**TASK INSTRUCTIONS**:
Return the data exactly, apart from leaving out the pictures.

[THE DATA]

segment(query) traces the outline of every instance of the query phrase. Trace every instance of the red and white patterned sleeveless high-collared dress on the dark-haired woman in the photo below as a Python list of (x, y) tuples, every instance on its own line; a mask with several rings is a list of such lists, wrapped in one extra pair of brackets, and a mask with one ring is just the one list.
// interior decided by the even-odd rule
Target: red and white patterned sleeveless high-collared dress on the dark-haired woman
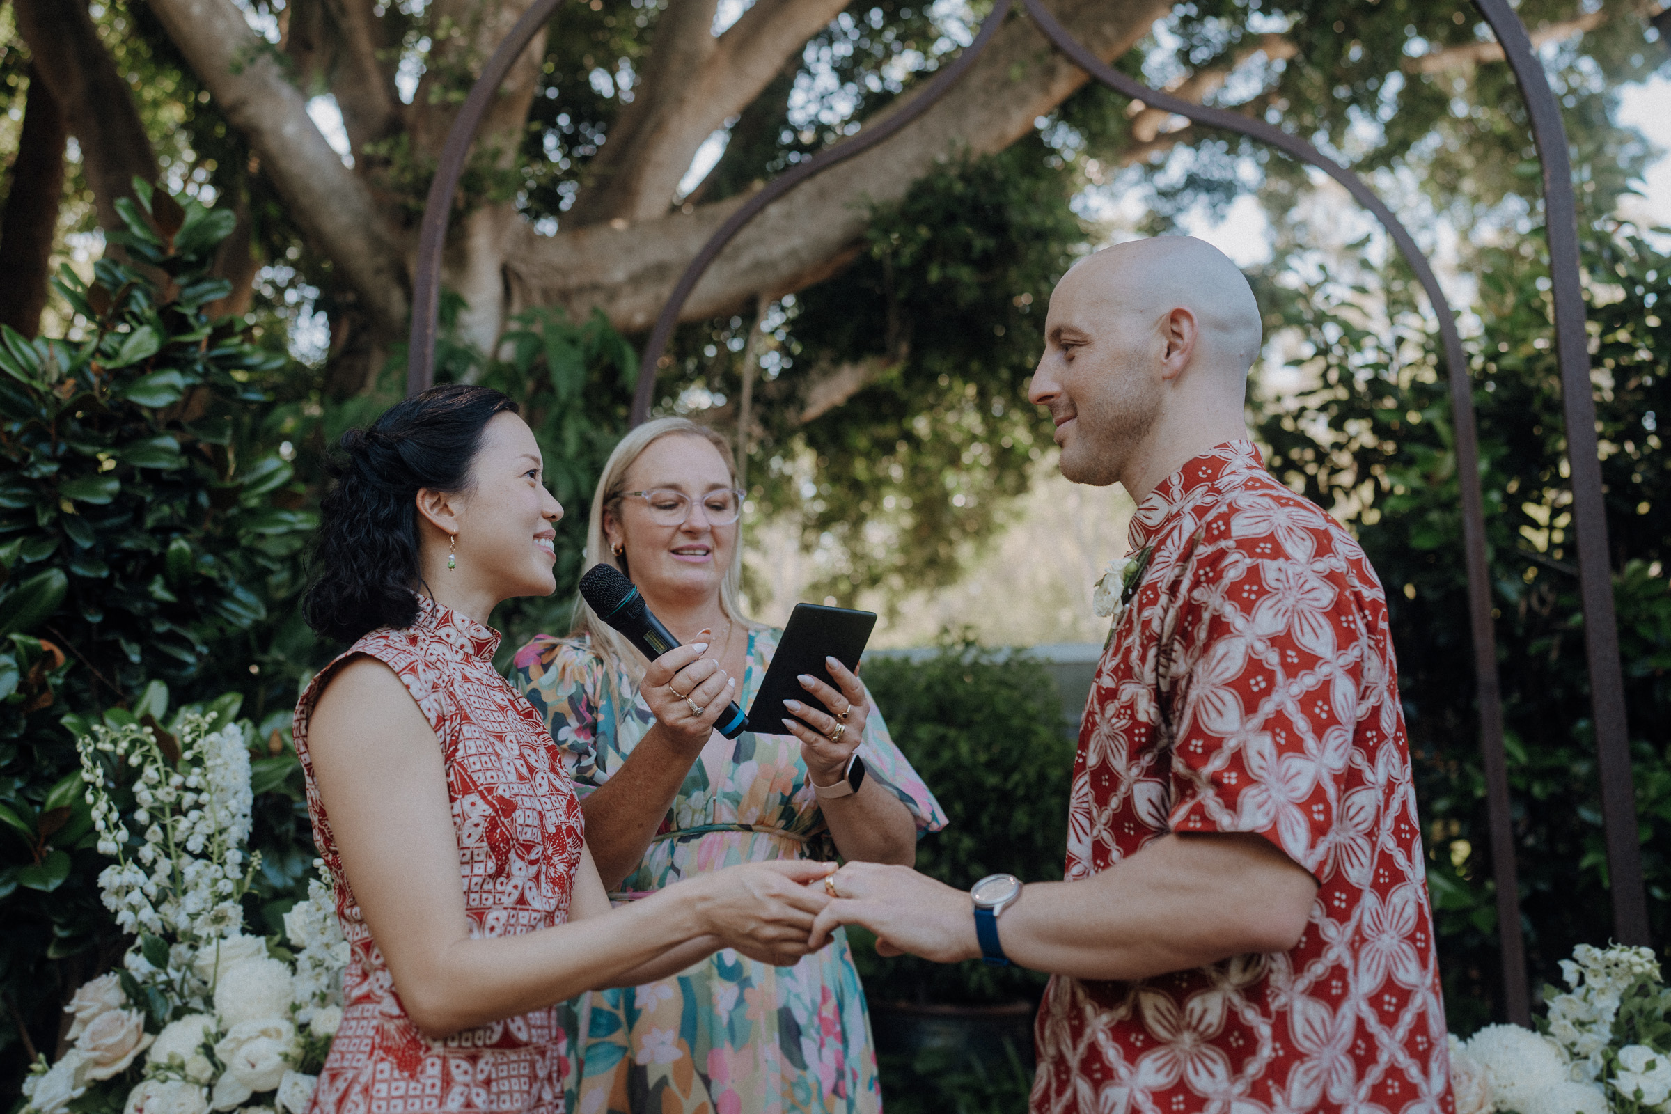
[(366, 635), (321, 670), (296, 705), (307, 813), (336, 882), (336, 915), (351, 949), (343, 1027), (309, 1114), (563, 1111), (568, 1061), (555, 1007), (444, 1041), (424, 1037), (406, 1017), (343, 875), (307, 758), (307, 720), (326, 680), (354, 655), (383, 661), (406, 683), (441, 740), (470, 935), (563, 924), (582, 850), (580, 803), (545, 723), (493, 670), (498, 645), (498, 631), (424, 600), (411, 628)]

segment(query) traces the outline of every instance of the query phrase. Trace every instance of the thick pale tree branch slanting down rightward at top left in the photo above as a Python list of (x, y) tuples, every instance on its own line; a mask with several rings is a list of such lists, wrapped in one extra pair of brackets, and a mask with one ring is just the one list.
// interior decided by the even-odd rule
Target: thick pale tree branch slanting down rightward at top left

[/THE DATA]

**RESPONSE**:
segment(query) traces the outline of every instance of the query phrase. Trace every instance of the red and white patterned sleeveless high-collared dress on the dark-haired woman in the photo below as a Python list of (x, y) tuples, every instance on its own line; a mask with several rings is a list of such lists, wrapped in one extra pair of brackets, and a mask with one ring is just the one list.
// interior decided by the even-odd rule
Target: red and white patterned sleeveless high-collared dress on the dark-haired woman
[(366, 635), (321, 670), (296, 705), (307, 813), (336, 882), (336, 915), (351, 949), (343, 1027), (309, 1114), (563, 1111), (568, 1061), (555, 1007), (444, 1041), (424, 1037), (406, 1017), (343, 875), (307, 758), (307, 720), (326, 680), (354, 655), (383, 661), (406, 683), (441, 740), (470, 935), (563, 924), (582, 850), (580, 803), (545, 723), (493, 670), (498, 645), (498, 631), (424, 600), (411, 628)]

segment(query) traces the outline of every instance of the query phrase. Trace every instance of the thick pale tree branch slanting down rightward at top left in the photo above as a Python list of (x, y) tuples, every instance on its own line; a mask with several rings is a list of such lists, wrapped in one extra pair of brackets, and a mask with one ring is just the one list.
// interior decided by the even-odd rule
Target: thick pale tree branch slanting down rightward at top left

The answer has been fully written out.